● **Task statement**: Copy every line below exactly.

[Region pointing data]
━━━━━━━━━━━━━━━━
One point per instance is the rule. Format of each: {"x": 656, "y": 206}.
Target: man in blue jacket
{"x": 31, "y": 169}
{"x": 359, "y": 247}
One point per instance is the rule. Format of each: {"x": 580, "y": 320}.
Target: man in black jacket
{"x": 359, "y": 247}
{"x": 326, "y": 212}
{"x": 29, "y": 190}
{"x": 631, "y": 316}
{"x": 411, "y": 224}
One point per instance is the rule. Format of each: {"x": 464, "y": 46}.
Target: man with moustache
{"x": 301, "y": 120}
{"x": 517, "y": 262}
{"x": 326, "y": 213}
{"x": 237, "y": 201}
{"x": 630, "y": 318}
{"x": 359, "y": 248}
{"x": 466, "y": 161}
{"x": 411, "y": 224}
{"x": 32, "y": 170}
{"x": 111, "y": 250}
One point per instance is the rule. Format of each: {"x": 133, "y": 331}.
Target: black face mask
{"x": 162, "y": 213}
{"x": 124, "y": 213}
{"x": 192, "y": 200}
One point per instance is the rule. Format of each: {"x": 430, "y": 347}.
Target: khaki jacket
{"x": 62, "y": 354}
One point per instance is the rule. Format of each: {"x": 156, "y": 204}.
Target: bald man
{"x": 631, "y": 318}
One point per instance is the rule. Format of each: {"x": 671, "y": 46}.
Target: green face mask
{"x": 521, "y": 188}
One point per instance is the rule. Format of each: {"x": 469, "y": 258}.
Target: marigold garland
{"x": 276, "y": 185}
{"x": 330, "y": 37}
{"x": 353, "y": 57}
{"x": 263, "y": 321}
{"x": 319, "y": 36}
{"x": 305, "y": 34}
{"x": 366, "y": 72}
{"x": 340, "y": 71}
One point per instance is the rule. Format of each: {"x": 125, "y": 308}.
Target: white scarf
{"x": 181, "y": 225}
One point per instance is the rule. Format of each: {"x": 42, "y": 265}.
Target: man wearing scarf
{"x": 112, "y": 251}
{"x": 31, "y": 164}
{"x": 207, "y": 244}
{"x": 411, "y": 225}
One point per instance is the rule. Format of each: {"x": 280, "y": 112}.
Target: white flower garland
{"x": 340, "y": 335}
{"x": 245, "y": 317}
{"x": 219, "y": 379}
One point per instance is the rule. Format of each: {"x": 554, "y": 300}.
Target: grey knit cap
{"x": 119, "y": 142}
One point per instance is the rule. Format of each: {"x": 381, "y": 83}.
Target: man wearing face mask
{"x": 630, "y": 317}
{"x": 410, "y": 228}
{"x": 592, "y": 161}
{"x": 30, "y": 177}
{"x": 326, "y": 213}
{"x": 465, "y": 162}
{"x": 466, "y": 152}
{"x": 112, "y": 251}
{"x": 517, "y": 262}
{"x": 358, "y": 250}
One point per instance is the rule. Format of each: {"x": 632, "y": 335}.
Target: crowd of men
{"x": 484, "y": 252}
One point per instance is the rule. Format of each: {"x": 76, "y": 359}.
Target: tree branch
━━━━━━━━━━━━━━━━
● **Exercise output**:
One point per instance is the rule. Format of each: {"x": 656, "y": 206}.
Target: man in blue jacket
{"x": 31, "y": 169}
{"x": 359, "y": 247}
One point per instance is the rule. Format of each: {"x": 580, "y": 320}.
Target: man in black jacket
{"x": 359, "y": 247}
{"x": 326, "y": 212}
{"x": 29, "y": 190}
{"x": 631, "y": 316}
{"x": 411, "y": 224}
One point per instance is the rule. Format of each: {"x": 464, "y": 46}.
Target: man with moustache
{"x": 301, "y": 120}
{"x": 517, "y": 262}
{"x": 326, "y": 213}
{"x": 237, "y": 201}
{"x": 630, "y": 318}
{"x": 359, "y": 248}
{"x": 466, "y": 161}
{"x": 411, "y": 224}
{"x": 32, "y": 170}
{"x": 111, "y": 250}
One point per instance is the rule. Format of each: {"x": 133, "y": 331}.
Target: black face mask
{"x": 162, "y": 213}
{"x": 124, "y": 213}
{"x": 192, "y": 200}
One point per instance is the rule. Format of each: {"x": 430, "y": 347}.
Target: khaki jacket
{"x": 62, "y": 354}
One point per instance is the rule. Format of each: {"x": 156, "y": 204}.
Target: bald man
{"x": 631, "y": 318}
One point per instance is the rule. Format of each: {"x": 671, "y": 46}.
Target: green face mask
{"x": 521, "y": 188}
One point per instance is the rule. Format of each: {"x": 469, "y": 258}.
Target: marigold garland
{"x": 276, "y": 185}
{"x": 330, "y": 37}
{"x": 353, "y": 57}
{"x": 263, "y": 321}
{"x": 319, "y": 36}
{"x": 305, "y": 34}
{"x": 366, "y": 72}
{"x": 340, "y": 71}
One point per instance is the rule. Format of each: {"x": 125, "y": 308}.
Target: white scarf
{"x": 181, "y": 225}
One point per instance is the rule. Format of each: {"x": 42, "y": 265}.
Target: man wearing scarf
{"x": 112, "y": 251}
{"x": 31, "y": 164}
{"x": 207, "y": 244}
{"x": 411, "y": 225}
One point per instance is the rule. Format of each: {"x": 280, "y": 112}.
Target: white flower garland
{"x": 340, "y": 335}
{"x": 245, "y": 317}
{"x": 219, "y": 379}
One point per instance is the rule. Format of each: {"x": 554, "y": 300}.
Target: grey knit cap
{"x": 119, "y": 142}
One point per instance is the rule. Format of each: {"x": 381, "y": 83}.
Target: man wearing face mask
{"x": 630, "y": 317}
{"x": 410, "y": 228}
{"x": 592, "y": 161}
{"x": 30, "y": 177}
{"x": 326, "y": 213}
{"x": 465, "y": 162}
{"x": 466, "y": 152}
{"x": 112, "y": 251}
{"x": 517, "y": 262}
{"x": 358, "y": 250}
One point per instance is the rule. Format of each: {"x": 632, "y": 335}.
Target: crowd of men
{"x": 484, "y": 252}
One point per instance is the rule. Format of each: {"x": 76, "y": 359}.
Target: tree branch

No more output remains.